WORK ORDER A: In the bicycle thread below, what did the poster with the stuck seat post squirt on it at least once a day?

PASSAGE TO READ:

Start of Block

On Sat, 16 Sep 2017 13:30:10 -0700 (PDT), wrote:

On Friday, September 15, 2017 at 7:30:42 PM UTC-7, John B. wrote:
On Fri, 15 Sep 2017 19:59:27 +0100, "Ian Field"
wrote:



"John B." wrote in message
.. .
On Thu, 14 Sep 2017 21:33:17 +0100, "Ian Field"
wrote:



"Joerg" wrote in message
...
On 2017-09-14 10:42, AMuzi wrote:
On 9/14/2017 12:32 PM, Ian Field wrote:
The bike I built up on a frame I dragged out of a hedge has
a seized seat post.

So far; I've slackened the clamp bolt and give it a squirt
of PTFE penetrating oil at least once a day - is there a
reasonable expectation that it might work loose?

Thanks.

Yes.
The vibration and cyclic loading of the post can free them.
Not always but well worth a daily shot of penetrant and some
miles.
Leave the bolt out and cross your fingers!


Might sing soprano after it let go all of a sudden :-)

Its seriously stuck, it'll probably need a lot of twisting to shift
it at
all once it starts to loosen.

If I still had a welder, I'd weld a lever arm to it so I could apply
enough
force.

If it is an aluminum seat post in a steel frame and you can't budge
it
with a, oh say 24 inch pipe wrench, after a few days of penetrating
oil then it probably won't come out without some serious attention.

I once spent nearly a week to make a boring bar and boring out a
stuck
seat tube after all else failed however after reading the Internet I
discovered that dissolving the aluminum tube using lye would have
been
much easier :-)

No aluminium - and I wouldn't want a glob of corrosive **** running
down
into the BB bracket if there was.

You are supposed to disassemble the bicycle before you start :-(

From the Internet:

As a strong alkali, sodium hydroxide will attack and dissolve the
following metals: Tin, Aluminum, zinc, cadmium - behaves closely
enough to zinc. It will also attack chromium plating and copper,
although ammonia is far better at dissolving copper:

The reaction with those metals releases hydrogen gas.

Sodium hydroxide will not react with iron or steel, in fact the
alkaline conditions will not allow rust to grow;


What would you use in a frame that has been fully chromed?


Well, not lye :-)

Sheldon writes that "Fortunately, aluminum oxide can be dissolved like
magic by using ammonia" however Brandt disagreed :-)

I have no idea whether ammonia attacks chromium and "chrome plating"


Ammonia is common in cleaning products - I've never noticed any problem
using it on chrome plated fittings.

I used to clean E-cigarette wicks by soaking in ammonia, the housing is
stainless steel - there were no visible signs of corrosion.

End of Block

LISTED RECORDS:
Start of Block

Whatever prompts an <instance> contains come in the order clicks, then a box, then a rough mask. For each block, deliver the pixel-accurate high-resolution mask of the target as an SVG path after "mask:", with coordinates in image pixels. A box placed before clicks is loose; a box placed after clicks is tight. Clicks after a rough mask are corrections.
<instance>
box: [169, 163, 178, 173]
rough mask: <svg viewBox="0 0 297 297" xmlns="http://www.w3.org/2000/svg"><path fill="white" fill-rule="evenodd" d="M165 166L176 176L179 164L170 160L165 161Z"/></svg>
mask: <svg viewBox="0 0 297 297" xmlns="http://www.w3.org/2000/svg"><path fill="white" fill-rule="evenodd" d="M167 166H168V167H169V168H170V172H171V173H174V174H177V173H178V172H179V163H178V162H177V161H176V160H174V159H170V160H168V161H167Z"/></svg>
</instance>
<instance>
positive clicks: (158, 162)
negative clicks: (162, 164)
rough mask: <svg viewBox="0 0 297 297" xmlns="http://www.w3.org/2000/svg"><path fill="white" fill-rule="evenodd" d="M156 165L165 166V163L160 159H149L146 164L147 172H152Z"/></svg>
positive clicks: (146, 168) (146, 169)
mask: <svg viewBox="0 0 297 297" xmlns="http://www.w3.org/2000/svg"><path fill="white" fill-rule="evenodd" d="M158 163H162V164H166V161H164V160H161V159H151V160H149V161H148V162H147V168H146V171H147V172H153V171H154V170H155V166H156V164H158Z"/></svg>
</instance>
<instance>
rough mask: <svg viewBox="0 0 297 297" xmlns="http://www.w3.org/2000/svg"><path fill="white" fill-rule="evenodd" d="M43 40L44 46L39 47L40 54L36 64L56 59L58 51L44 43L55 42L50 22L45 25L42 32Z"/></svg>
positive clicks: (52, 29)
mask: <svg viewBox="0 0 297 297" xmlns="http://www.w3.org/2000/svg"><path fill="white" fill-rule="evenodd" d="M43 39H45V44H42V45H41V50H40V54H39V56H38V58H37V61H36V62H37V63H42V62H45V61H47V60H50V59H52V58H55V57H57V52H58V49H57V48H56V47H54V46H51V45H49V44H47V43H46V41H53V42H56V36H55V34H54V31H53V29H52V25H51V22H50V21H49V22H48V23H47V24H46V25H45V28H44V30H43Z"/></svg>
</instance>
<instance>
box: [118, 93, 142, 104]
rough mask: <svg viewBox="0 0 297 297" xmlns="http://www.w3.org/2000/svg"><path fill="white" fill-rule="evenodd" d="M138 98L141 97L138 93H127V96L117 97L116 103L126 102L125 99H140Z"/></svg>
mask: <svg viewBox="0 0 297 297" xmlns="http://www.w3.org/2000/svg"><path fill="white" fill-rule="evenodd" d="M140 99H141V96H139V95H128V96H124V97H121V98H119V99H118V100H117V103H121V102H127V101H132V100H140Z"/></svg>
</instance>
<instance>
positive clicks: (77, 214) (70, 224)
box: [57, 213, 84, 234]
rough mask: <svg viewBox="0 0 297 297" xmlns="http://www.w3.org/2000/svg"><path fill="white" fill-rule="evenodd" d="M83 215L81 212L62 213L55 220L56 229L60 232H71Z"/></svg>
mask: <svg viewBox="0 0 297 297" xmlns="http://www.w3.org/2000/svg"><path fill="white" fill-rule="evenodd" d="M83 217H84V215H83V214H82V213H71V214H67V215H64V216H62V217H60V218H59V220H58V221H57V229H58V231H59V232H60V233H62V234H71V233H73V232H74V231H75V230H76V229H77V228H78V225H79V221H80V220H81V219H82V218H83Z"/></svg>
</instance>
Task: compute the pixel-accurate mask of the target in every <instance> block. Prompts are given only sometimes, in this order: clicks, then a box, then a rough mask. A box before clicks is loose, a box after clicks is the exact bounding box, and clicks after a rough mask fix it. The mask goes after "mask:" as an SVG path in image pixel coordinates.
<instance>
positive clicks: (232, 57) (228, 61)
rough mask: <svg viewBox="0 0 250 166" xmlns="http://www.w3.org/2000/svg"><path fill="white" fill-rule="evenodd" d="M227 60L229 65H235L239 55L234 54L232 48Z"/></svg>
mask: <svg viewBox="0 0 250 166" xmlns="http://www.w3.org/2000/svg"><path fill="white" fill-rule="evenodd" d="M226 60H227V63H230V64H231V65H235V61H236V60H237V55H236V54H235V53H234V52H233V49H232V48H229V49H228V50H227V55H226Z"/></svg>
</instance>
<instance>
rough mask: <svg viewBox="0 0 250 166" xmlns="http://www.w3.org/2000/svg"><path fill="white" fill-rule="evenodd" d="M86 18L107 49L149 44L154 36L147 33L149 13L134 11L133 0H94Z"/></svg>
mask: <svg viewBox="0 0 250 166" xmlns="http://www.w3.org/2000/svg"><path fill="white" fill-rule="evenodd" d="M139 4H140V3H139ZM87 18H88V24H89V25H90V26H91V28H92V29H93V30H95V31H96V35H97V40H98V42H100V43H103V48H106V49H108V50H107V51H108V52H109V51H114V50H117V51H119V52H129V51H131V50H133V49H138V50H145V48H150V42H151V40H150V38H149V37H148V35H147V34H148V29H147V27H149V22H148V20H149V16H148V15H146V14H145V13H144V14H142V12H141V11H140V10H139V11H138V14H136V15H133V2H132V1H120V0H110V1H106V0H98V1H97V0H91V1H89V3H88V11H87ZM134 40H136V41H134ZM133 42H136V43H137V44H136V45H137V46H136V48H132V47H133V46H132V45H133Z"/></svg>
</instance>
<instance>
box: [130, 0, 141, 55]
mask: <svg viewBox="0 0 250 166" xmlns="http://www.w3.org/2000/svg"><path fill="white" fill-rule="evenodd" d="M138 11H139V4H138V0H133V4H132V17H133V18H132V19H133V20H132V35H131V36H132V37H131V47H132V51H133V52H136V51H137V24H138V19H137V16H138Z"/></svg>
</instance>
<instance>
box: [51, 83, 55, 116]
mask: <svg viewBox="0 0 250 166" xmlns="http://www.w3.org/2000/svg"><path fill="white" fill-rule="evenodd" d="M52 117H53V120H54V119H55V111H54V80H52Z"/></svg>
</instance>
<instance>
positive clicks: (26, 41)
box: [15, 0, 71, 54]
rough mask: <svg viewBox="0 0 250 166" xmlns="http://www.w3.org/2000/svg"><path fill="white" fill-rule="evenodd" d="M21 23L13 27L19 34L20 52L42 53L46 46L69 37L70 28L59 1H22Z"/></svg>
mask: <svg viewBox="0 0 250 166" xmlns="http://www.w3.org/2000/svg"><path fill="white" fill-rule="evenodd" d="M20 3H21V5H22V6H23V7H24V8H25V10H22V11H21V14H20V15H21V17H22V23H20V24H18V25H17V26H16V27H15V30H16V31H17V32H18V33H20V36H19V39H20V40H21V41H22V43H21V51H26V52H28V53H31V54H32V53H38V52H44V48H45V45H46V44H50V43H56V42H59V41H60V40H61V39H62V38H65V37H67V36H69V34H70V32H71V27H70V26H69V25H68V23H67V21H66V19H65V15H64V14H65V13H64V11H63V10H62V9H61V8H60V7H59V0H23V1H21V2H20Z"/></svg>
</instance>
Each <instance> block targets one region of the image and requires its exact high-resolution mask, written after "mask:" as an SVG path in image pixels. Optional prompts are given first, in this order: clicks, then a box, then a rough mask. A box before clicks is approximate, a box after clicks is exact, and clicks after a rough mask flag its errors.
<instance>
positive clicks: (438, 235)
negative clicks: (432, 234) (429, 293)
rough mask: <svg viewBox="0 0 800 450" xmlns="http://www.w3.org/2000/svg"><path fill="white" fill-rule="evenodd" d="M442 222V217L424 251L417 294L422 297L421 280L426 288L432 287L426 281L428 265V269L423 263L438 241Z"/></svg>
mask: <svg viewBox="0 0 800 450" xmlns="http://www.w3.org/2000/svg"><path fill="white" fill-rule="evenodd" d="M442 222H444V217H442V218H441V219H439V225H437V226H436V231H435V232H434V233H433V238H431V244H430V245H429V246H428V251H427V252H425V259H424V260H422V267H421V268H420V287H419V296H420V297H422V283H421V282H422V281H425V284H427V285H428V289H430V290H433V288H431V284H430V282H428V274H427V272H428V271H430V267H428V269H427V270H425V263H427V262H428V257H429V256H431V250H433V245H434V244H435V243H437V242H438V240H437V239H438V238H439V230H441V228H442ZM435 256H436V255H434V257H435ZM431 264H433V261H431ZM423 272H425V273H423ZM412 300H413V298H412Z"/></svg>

End of Block

WORK ORDER B: Write out the records from their first line through the line containing "166L176 176L179 164L170", replacing "rough mask" with "coarse mask" and leaving everything else unchanged.

YOUR SOLUTION A: PTFE penetrating oil.

YOUR SOLUTION B:
Whatever prompts an <instance> contains come in the order clicks, then a box, then a coarse mask. For each block, deliver the pixel-accurate high-resolution mask of the target as an SVG path after "mask:", with coordinates in image pixels. A box placed before clicks is loose; a box placed after clicks is tight. Clicks after a coarse mask are corrections.
<instance>
box: [169, 163, 178, 173]
coarse mask: <svg viewBox="0 0 297 297" xmlns="http://www.w3.org/2000/svg"><path fill="white" fill-rule="evenodd" d="M165 166L176 176L179 164L170 160L165 161Z"/></svg>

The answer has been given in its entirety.